(Data listing)
---*---
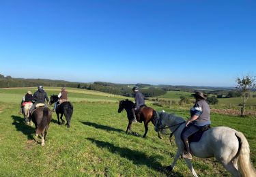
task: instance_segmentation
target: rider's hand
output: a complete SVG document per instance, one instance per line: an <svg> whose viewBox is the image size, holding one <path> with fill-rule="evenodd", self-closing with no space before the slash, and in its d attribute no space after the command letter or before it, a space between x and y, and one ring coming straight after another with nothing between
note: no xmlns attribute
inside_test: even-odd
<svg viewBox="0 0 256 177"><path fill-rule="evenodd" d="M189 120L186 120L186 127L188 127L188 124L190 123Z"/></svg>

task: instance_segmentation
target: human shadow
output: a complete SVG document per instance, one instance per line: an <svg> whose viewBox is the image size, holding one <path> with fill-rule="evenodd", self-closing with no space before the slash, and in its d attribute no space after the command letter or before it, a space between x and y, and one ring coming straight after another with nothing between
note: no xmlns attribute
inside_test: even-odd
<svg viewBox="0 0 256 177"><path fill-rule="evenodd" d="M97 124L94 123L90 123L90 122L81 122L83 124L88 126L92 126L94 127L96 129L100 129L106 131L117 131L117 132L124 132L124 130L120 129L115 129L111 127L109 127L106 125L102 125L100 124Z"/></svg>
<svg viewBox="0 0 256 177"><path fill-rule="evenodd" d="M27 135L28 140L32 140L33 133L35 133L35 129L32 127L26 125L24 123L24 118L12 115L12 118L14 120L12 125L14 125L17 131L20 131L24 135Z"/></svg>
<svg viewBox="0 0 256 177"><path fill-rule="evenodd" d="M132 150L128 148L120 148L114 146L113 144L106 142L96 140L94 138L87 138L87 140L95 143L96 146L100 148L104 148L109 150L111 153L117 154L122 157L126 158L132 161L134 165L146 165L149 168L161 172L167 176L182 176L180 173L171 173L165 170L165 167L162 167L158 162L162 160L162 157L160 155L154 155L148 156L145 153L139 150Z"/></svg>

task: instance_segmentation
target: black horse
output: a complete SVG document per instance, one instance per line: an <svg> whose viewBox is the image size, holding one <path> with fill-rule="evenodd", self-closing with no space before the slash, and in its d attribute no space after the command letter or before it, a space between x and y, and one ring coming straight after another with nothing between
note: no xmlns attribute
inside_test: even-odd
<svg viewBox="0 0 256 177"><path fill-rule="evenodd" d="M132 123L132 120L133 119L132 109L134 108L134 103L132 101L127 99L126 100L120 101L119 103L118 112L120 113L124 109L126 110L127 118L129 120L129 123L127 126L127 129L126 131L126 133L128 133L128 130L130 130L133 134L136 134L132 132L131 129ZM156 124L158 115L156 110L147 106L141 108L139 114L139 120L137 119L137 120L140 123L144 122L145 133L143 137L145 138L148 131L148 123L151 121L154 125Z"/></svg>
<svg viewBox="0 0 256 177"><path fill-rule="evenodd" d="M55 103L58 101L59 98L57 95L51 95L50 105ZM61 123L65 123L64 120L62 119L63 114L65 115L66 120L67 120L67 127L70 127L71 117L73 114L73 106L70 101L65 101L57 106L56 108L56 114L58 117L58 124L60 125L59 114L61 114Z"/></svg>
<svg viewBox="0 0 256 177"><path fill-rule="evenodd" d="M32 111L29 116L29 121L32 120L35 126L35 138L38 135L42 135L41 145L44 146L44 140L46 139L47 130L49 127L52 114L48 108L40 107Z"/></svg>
---*---
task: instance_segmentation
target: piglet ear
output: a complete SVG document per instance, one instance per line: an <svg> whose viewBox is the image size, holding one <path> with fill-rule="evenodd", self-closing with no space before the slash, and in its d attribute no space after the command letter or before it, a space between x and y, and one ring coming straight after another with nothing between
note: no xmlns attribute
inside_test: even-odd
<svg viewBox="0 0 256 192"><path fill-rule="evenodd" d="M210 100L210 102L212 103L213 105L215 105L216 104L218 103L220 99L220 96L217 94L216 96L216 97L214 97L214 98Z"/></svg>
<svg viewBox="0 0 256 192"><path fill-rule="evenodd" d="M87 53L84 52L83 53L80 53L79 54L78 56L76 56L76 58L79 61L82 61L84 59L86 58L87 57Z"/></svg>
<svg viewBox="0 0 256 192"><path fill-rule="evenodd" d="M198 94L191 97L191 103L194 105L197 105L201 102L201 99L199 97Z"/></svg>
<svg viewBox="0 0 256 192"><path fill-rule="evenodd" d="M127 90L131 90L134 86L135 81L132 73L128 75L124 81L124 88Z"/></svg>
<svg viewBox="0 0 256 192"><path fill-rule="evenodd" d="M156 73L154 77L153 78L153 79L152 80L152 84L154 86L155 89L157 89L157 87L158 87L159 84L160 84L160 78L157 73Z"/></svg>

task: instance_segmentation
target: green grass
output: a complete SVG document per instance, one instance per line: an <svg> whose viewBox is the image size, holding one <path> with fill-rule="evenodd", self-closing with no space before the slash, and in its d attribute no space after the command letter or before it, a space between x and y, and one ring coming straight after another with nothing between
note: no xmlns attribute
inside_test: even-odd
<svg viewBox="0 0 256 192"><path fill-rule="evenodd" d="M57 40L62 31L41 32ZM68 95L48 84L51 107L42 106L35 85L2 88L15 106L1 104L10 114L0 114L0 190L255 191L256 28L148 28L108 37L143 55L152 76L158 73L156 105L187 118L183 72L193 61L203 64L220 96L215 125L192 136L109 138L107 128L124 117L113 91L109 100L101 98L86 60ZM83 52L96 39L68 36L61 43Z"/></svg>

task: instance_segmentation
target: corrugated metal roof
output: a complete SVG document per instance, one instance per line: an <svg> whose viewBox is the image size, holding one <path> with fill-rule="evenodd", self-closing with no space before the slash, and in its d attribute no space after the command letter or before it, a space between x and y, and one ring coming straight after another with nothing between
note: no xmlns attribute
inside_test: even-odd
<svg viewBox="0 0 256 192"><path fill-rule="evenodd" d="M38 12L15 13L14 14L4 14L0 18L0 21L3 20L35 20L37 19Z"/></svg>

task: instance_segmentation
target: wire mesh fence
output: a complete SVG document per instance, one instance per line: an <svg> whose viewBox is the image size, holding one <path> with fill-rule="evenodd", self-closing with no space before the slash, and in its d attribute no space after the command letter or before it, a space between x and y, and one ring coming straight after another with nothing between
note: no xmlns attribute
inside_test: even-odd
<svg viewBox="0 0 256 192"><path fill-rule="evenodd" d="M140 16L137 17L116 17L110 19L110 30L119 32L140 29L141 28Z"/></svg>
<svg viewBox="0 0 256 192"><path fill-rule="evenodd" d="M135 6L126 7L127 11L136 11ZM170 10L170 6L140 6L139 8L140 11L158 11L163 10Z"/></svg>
---*---
■ GIVEN PROBLEM ■
Count the lines of the entries above that contain the string "target", treating case as significant. Reply with only the number.

■ WRITTEN RESPONSE ■
7